### Instructions to follow
Rewrite the data from its start through the line that contains "<point>801,368</point>", inclusive, keeping every line and offsetting each point coordinate in the answers by +83. Leave the pictures out.

### Input rows

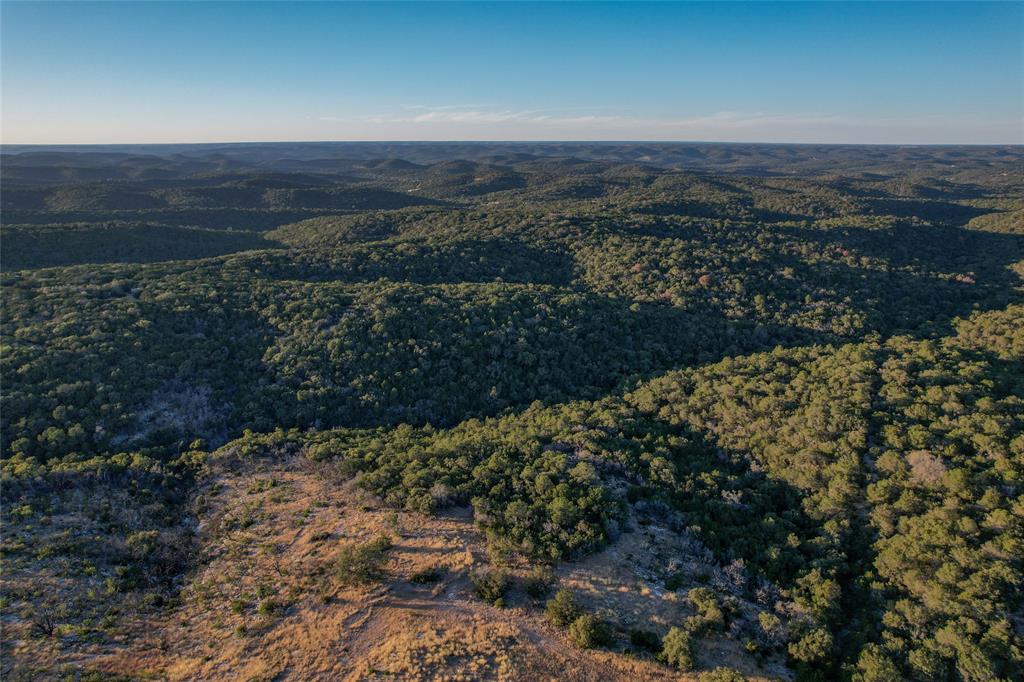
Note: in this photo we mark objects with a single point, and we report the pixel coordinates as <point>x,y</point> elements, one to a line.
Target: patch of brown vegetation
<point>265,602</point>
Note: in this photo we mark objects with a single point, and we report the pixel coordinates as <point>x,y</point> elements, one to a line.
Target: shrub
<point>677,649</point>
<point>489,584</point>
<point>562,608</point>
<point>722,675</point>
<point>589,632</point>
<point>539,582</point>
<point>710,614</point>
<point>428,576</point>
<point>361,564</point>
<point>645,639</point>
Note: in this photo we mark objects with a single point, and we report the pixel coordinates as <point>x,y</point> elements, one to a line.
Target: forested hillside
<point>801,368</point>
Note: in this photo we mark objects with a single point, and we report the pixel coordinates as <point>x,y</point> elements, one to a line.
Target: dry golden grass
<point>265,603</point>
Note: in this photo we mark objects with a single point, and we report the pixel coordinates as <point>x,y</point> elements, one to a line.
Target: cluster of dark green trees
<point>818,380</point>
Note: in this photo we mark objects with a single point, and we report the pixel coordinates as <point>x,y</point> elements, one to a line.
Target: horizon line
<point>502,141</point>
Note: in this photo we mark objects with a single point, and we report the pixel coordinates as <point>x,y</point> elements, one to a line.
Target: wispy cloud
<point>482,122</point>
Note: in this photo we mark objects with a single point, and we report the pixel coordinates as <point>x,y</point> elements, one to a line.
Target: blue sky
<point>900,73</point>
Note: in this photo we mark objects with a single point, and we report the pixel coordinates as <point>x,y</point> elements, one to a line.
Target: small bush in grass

### Written answer
Note: in this photo we mark objects with a single point, and we report the pixel coordinates as <point>x,y</point> elements, one to a line.
Target: patch of brown vegetation
<point>348,685</point>
Note: in this photo we mark objects with a single point, and we report the pixel coordinates as <point>x,y</point> elements, one to a line.
Target: shrub
<point>760,732</point>
<point>572,667</point>
<point>645,691</point>
<point>805,758</point>
<point>672,715</point>
<point>622,665</point>
<point>793,697</point>
<point>511,659</point>
<point>444,647</point>
<point>728,722</point>
Note: in this photo we mark objects with a single point, and we report the pixel coordinates as <point>x,y</point> elements, one to a line.
Target: forested hillside
<point>884,451</point>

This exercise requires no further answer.